■ **Given problem a**: In the entries, start at the line containing "Which spot sits on each instance of the wrinkled" and continue to the end of the entries. Edit those lines so that "spot" becomes "location" with nothing else altered, and return only that revised stretch.
==== Source document ====
I have decided to name this concept the Geek Quotient. In fact, in the tradition of Mathematicians the world over, I would propose that it be dubbed the Lascelles Geek Quotient because my ego needs feeding. You can shorten it to LGQ if you like, or even GQ but with that option you risk both being confused with a popular fashion magazine and being glowered at by my ego.

The equation is rather simple:

Divide the number of actors in the cast who have been in geeky related shows by the total number of cast members.

So, why have I chosen Downton Abbey for the debut of this exciting new concept in geek mathematics? Well, I am of the opinion that this show will likely score high based on a rather cursory glance at the cast list.
====
■ **Given problem b**: Write out the Geek Quotient passage in full, word for word.
==== Data for processing ====
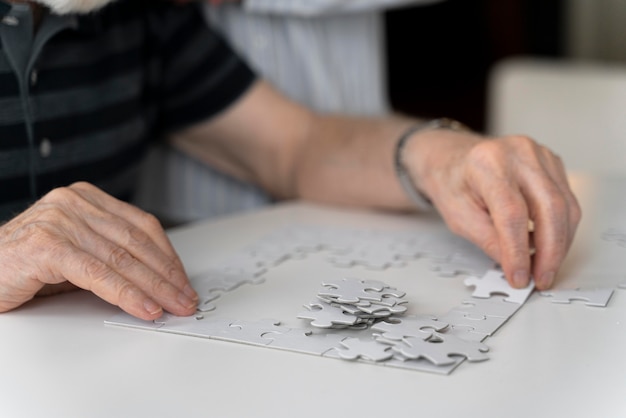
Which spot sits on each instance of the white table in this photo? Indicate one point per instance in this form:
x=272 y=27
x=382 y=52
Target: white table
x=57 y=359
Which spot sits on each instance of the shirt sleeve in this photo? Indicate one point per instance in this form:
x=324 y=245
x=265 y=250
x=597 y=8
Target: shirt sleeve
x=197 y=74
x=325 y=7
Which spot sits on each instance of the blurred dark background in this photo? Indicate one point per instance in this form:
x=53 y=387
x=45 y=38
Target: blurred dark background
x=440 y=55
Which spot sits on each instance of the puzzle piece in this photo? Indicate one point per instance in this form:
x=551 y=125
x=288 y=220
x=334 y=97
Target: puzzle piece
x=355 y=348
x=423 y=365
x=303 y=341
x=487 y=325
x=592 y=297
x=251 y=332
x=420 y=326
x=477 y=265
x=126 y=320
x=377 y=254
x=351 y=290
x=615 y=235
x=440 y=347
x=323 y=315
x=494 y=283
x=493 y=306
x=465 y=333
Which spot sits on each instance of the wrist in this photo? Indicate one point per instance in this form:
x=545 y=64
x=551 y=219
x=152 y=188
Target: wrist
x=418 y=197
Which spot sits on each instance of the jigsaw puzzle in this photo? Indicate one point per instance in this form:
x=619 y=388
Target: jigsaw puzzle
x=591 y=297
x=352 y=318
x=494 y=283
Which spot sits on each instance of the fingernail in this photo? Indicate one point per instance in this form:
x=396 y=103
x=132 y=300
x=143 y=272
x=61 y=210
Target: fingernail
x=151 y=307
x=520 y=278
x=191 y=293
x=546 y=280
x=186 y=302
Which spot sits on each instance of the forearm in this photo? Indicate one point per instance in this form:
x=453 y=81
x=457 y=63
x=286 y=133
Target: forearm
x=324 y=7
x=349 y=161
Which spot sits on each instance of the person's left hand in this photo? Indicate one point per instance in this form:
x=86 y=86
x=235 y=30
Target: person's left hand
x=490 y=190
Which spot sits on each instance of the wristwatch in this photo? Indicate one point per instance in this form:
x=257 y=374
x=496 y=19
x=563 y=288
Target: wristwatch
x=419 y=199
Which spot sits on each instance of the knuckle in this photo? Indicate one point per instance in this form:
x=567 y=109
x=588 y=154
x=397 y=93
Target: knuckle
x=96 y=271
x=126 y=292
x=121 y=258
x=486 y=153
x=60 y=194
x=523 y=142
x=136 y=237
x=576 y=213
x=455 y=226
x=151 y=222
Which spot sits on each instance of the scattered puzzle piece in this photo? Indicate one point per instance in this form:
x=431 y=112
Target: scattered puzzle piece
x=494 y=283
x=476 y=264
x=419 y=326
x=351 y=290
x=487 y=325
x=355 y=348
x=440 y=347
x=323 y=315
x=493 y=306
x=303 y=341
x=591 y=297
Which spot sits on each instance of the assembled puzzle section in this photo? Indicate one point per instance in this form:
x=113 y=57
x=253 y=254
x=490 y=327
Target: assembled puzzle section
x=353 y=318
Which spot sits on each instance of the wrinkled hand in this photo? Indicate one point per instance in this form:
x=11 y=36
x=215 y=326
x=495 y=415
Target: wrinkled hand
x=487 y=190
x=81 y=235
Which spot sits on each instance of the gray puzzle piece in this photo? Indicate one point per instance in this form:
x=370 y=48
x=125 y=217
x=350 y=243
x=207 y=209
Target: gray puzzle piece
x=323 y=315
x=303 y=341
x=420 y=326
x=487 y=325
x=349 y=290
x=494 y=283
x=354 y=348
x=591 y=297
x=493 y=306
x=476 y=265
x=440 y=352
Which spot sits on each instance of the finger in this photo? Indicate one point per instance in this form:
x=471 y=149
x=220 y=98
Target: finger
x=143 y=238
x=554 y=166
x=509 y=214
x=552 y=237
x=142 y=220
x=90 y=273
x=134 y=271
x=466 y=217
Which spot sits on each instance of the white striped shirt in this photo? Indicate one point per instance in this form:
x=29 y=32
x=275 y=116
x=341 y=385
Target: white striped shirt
====
■ **Complete response a**:
Which location sits on each instance of the wrinkled hand in this photo? Indicate one point per instance in this form:
x=11 y=36
x=215 y=326
x=495 y=415
Target: wrinkled hand
x=487 y=190
x=81 y=235
Which location sits on each instance of the gray puzzle piece in this photo? Indicate one point per instance in this form:
x=370 y=48
x=125 y=217
x=350 y=243
x=207 y=209
Target: gray puzzle piece
x=323 y=315
x=303 y=341
x=420 y=326
x=487 y=325
x=349 y=290
x=494 y=283
x=354 y=348
x=591 y=297
x=493 y=306
x=476 y=265
x=440 y=352
Which location sits on each instance of the finger in this photo? Indicate one point per instance in this form:
x=471 y=149
x=220 y=98
Target: finger
x=143 y=238
x=554 y=166
x=509 y=214
x=552 y=237
x=142 y=220
x=90 y=273
x=134 y=271
x=466 y=217
Which location sits on each instance of the white striped shirt in this photo? Indicate one point per instance in this form:
x=29 y=32
x=275 y=116
x=341 y=385
Target: white striped shirt

■ **Complete response b**:
I have decided to name this concept the Geek Quotient. In fact, in the tradition of Mathematicians the world over, I would propose that it be dubbed the Lascelles Geek Quotient because my ego needs feeding. You can shorten it to LGQ if you like, or even GQ but with that option you risk both being confused with a popular fashion magazine and being glowered at by my ego.

The equation is rather simple:

Divide the number of actors in the cast who have been in geeky related shows by the total number of cast members.

So, why have I chosen Downton Abbey for the debut of this exciting new concept in geek mathematics? Well, I am of the opinion that this show will likely score high based on a rather cursory glance at the cast list.